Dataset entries
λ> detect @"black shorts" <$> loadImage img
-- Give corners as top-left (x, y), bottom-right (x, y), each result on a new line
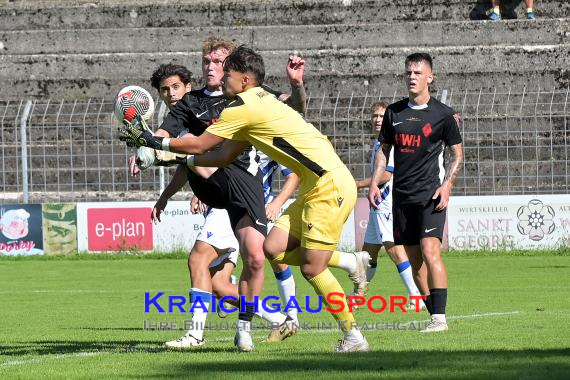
top-left (393, 199), bottom-right (446, 246)
top-left (187, 164), bottom-right (267, 236)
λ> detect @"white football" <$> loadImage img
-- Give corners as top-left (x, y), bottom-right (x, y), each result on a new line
top-left (135, 146), bottom-right (157, 170)
top-left (114, 85), bottom-right (155, 123)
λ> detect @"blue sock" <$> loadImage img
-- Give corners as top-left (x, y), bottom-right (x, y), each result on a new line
top-left (396, 261), bottom-right (411, 273)
top-left (274, 266), bottom-right (292, 281)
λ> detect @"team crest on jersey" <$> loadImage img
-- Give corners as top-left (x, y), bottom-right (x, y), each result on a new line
top-left (422, 123), bottom-right (433, 137)
top-left (307, 223), bottom-right (313, 231)
top-left (337, 197), bottom-right (344, 207)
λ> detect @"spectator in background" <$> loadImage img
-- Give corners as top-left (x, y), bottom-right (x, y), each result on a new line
top-left (488, 0), bottom-right (536, 21)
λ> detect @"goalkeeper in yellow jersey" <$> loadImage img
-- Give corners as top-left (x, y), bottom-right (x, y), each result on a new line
top-left (119, 45), bottom-right (369, 352)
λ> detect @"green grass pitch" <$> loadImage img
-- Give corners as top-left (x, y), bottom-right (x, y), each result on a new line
top-left (1, 251), bottom-right (569, 379)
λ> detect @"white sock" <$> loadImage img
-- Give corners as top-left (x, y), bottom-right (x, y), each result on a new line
top-left (396, 262), bottom-right (421, 299)
top-left (432, 314), bottom-right (447, 324)
top-left (188, 288), bottom-right (211, 341)
top-left (256, 298), bottom-right (287, 325)
top-left (344, 329), bottom-right (364, 341)
top-left (274, 267), bottom-right (298, 321)
top-left (338, 252), bottom-right (357, 273)
top-left (238, 320), bottom-right (251, 333)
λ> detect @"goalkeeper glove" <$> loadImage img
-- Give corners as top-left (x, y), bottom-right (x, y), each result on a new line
top-left (156, 155), bottom-right (195, 168)
top-left (118, 116), bottom-right (163, 150)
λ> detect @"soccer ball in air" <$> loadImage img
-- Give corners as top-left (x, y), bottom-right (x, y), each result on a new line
top-left (114, 85), bottom-right (155, 123)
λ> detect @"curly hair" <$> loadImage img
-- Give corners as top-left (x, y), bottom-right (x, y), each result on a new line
top-left (150, 64), bottom-right (192, 90)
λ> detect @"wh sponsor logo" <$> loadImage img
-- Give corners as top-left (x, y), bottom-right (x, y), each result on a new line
top-left (395, 133), bottom-right (421, 147)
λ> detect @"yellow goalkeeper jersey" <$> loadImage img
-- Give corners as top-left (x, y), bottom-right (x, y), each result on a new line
top-left (207, 86), bottom-right (345, 179)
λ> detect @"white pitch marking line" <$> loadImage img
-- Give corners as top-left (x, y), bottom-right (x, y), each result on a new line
top-left (449, 311), bottom-right (521, 320)
top-left (0, 352), bottom-right (102, 368)
top-left (407, 310), bottom-right (522, 325)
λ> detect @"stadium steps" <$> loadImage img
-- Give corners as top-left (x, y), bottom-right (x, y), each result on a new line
top-left (2, 20), bottom-right (567, 54)
top-left (1, 38), bottom-right (569, 99)
top-left (0, 0), bottom-right (568, 99)
top-left (0, 0), bottom-right (568, 30)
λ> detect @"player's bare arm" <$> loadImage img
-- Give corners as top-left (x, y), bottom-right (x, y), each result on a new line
top-left (163, 130), bottom-right (224, 155)
top-left (152, 165), bottom-right (188, 223)
top-left (119, 118), bottom-right (225, 154)
top-left (356, 171), bottom-right (392, 189)
top-left (433, 142), bottom-right (463, 211)
top-left (368, 143), bottom-right (392, 209)
top-left (192, 139), bottom-right (250, 168)
top-left (284, 54), bottom-right (307, 114)
top-left (265, 172), bottom-right (299, 222)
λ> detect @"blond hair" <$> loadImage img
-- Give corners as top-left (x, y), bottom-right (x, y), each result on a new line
top-left (371, 101), bottom-right (389, 112)
top-left (202, 37), bottom-right (235, 56)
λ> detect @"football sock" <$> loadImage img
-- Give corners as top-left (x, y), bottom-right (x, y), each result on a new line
top-left (307, 269), bottom-right (357, 332)
top-left (493, 6), bottom-right (500, 14)
top-left (527, 7), bottom-right (533, 13)
top-left (274, 267), bottom-right (298, 321)
top-left (256, 298), bottom-right (287, 325)
top-left (424, 294), bottom-right (433, 314)
top-left (271, 248), bottom-right (303, 266)
top-left (366, 261), bottom-right (377, 282)
top-left (238, 304), bottom-right (256, 333)
top-left (328, 251), bottom-right (357, 273)
top-left (189, 288), bottom-right (211, 341)
top-left (396, 261), bottom-right (422, 300)
top-left (344, 329), bottom-right (364, 341)
top-left (430, 288), bottom-right (447, 320)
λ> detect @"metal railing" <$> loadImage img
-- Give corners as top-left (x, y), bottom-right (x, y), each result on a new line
top-left (1, 87), bottom-right (569, 204)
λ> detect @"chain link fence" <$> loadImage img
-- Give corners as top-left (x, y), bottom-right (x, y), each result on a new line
top-left (1, 87), bottom-right (569, 204)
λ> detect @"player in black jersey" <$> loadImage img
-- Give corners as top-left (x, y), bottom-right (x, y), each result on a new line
top-left (368, 53), bottom-right (464, 333)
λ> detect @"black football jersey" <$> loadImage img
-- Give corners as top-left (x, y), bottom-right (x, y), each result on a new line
top-left (160, 87), bottom-right (260, 176)
top-left (379, 97), bottom-right (462, 204)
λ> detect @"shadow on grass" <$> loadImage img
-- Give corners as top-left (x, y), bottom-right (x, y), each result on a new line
top-left (152, 348), bottom-right (570, 379)
top-left (2, 341), bottom-right (569, 379)
top-left (0, 340), bottom-right (235, 356)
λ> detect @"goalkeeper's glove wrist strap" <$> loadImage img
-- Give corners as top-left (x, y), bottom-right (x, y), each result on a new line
top-left (186, 155), bottom-right (195, 167)
top-left (162, 137), bottom-right (171, 152)
top-left (142, 134), bottom-right (163, 151)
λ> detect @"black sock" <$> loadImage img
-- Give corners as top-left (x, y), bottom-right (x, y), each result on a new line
top-left (424, 294), bottom-right (433, 314)
top-left (238, 304), bottom-right (255, 322)
top-left (430, 288), bottom-right (447, 315)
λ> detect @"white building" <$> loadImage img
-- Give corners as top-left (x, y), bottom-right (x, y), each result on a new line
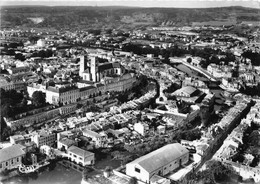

• [Task prompt]:
When you copy the data, keep every line exact and leave out each picture.

• [Written solution]:
λ> detect @"black shorts" <$> loadImage img
-- Give corners as top-left (x, y), bottom-right (x, y), each result on a new line
top-left (393, 199), bottom-right (446, 246)
top-left (187, 164), bottom-right (267, 236)
λ> detect @"white football" <$> loadImage img
-- Give corners as top-left (x, y), bottom-right (x, y), each result on a new line
top-left (135, 146), bottom-right (157, 170)
top-left (114, 85), bottom-right (155, 123)
λ> detect @"blue sock" <$> loadImage img
-- Give corners as top-left (x, y), bottom-right (x, y), each result on a new line
top-left (396, 261), bottom-right (411, 273)
top-left (274, 266), bottom-right (292, 281)
λ> detect @"team crest on jersey" <$> loadImage img
-- Give corners as top-left (x, y), bottom-right (x, y), each result on a new line
top-left (422, 123), bottom-right (433, 137)
top-left (307, 223), bottom-right (313, 231)
top-left (337, 197), bottom-right (344, 207)
λ> detect @"spectator in background" <$> loadImage img
-- Give corners as top-left (x, y), bottom-right (x, y), each result on a new line
top-left (488, 0), bottom-right (536, 21)
λ> detect @"goalkeeper in yellow jersey" <$> loadImage img
-- Give corners as top-left (x, y), bottom-right (x, y), each result on a new line
top-left (119, 45), bottom-right (369, 352)
λ> detect @"green grass pitch" <$> loadImage img
-- Give corners as top-left (x, y), bottom-right (x, y), each result on a new line
top-left (1, 251), bottom-right (569, 379)
λ> detect @"white sock" <$> loadImage img
-- Give corners as top-left (x, y), bottom-right (x, y), each result on a new line
top-left (396, 262), bottom-right (421, 299)
top-left (432, 314), bottom-right (447, 324)
top-left (188, 288), bottom-right (211, 341)
top-left (256, 298), bottom-right (287, 325)
top-left (344, 329), bottom-right (364, 341)
top-left (274, 267), bottom-right (298, 321)
top-left (338, 252), bottom-right (357, 273)
top-left (238, 320), bottom-right (251, 333)
λ> detect @"goalkeeper glove" <$> loadImage img
-- Give corners as top-left (x, y), bottom-right (x, y), each result on a new line
top-left (156, 155), bottom-right (195, 168)
top-left (118, 116), bottom-right (163, 150)
λ> detect @"soccer ball in air" <$> loadImage img
-- Give corners as top-left (x, y), bottom-right (x, y), each result on a new line
top-left (114, 85), bottom-right (155, 123)
λ> detect @"curly hair" <$> loadImage img
-- Give corners as top-left (x, y), bottom-right (x, y), each result on a new line
top-left (150, 64), bottom-right (192, 90)
λ> detect @"wh sponsor logo" <$> loadImage img
-- Give corners as top-left (x, y), bottom-right (x, y), each result on a new line
top-left (395, 133), bottom-right (421, 147)
λ> detect @"yellow goalkeeper jersey" <$> loadImage img
-- Give corners as top-left (x, y), bottom-right (x, y), each result on a new line
top-left (207, 86), bottom-right (345, 179)
λ> detect @"white pitch marking line" <$> loadImage img
-- Give corners as top-left (x, y), bottom-right (x, y), each result on a new line
top-left (449, 311), bottom-right (521, 320)
top-left (0, 352), bottom-right (102, 368)
top-left (407, 310), bottom-right (522, 325)
λ> detect @"stadium steps" <$> loadImage img
-- Give corners as top-left (x, y), bottom-right (x, y), each result on a new line
top-left (2, 20), bottom-right (567, 54)
top-left (1, 38), bottom-right (569, 99)
top-left (0, 0), bottom-right (568, 99)
top-left (0, 0), bottom-right (568, 30)
λ> detect @"player's bare arm" <$> loadImage img
-- Give corners as top-left (x, y), bottom-right (x, y), each result on a new line
top-left (163, 130), bottom-right (224, 155)
top-left (152, 165), bottom-right (188, 223)
top-left (119, 118), bottom-right (225, 154)
top-left (356, 171), bottom-right (392, 189)
top-left (433, 142), bottom-right (463, 211)
top-left (368, 143), bottom-right (392, 209)
top-left (192, 139), bottom-right (250, 168)
top-left (284, 54), bottom-right (307, 114)
top-left (265, 172), bottom-right (299, 222)
λ> detect @"blond hair" <$> loadImage img
-- Give corners as top-left (x, y), bottom-right (x, y), each result on a new line
top-left (371, 101), bottom-right (389, 112)
top-left (202, 37), bottom-right (235, 56)
λ> detect @"football sock" <$> loadImage img
-- Give corners as top-left (x, y), bottom-right (x, y), each result on a new line
top-left (307, 269), bottom-right (357, 332)
top-left (493, 6), bottom-right (500, 14)
top-left (527, 7), bottom-right (533, 13)
top-left (274, 267), bottom-right (298, 321)
top-left (256, 298), bottom-right (287, 325)
top-left (424, 294), bottom-right (433, 314)
top-left (271, 248), bottom-right (303, 266)
top-left (366, 261), bottom-right (377, 282)
top-left (238, 304), bottom-right (256, 333)
top-left (328, 251), bottom-right (357, 273)
top-left (189, 288), bottom-right (211, 341)
top-left (396, 261), bottom-right (422, 300)
top-left (344, 329), bottom-right (364, 341)
top-left (430, 288), bottom-right (447, 320)
λ> detect @"metal railing" <$> loadImage img
-- Give corners as top-left (x, y), bottom-right (x, y), each result on a new line
top-left (1, 87), bottom-right (569, 204)
λ> detect @"chain link fence" <$> loadImage img
-- Give corners as top-left (x, y), bottom-right (x, y), each result on a new line
top-left (1, 87), bottom-right (569, 204)
λ> detect @"player in black jersey" <$> loadImage img
-- Give corners as top-left (x, y), bottom-right (x, y), each result on a new line
top-left (368, 53), bottom-right (464, 333)
λ> detect @"black football jersey" <$> loadImage img
-- Give corners as top-left (x, y), bottom-right (x, y), each result on a new line
top-left (160, 87), bottom-right (260, 176)
top-left (379, 97), bottom-right (462, 204)
λ> detect @"shadow on grass" <$> loadImage img
-- Give corners as top-left (x, y), bottom-right (x, y), each result on a new line
top-left (152, 348), bottom-right (570, 379)
top-left (2, 341), bottom-right (569, 379)
top-left (0, 340), bottom-right (235, 356)
λ> detect @"goalkeeper's glove wrist strap" <$> loadImage img
-- Give corners as top-left (x, y), bottom-right (x, y), each result on a new line
top-left (186, 155), bottom-right (195, 167)
top-left (162, 137), bottom-right (171, 152)
top-left (142, 134), bottom-right (163, 151)
λ> detect @"black sock" <$> loadImage img
-- Give corners as top-left (x, y), bottom-right (x, y), each result on a new line
top-left (424, 294), bottom-right (433, 314)
top-left (238, 304), bottom-right (255, 322)
top-left (430, 288), bottom-right (447, 315)
λ> detect @"white building" <$> loadImage img
-- Give corners as top-left (x, y), bottom-right (x, y), each result on a new line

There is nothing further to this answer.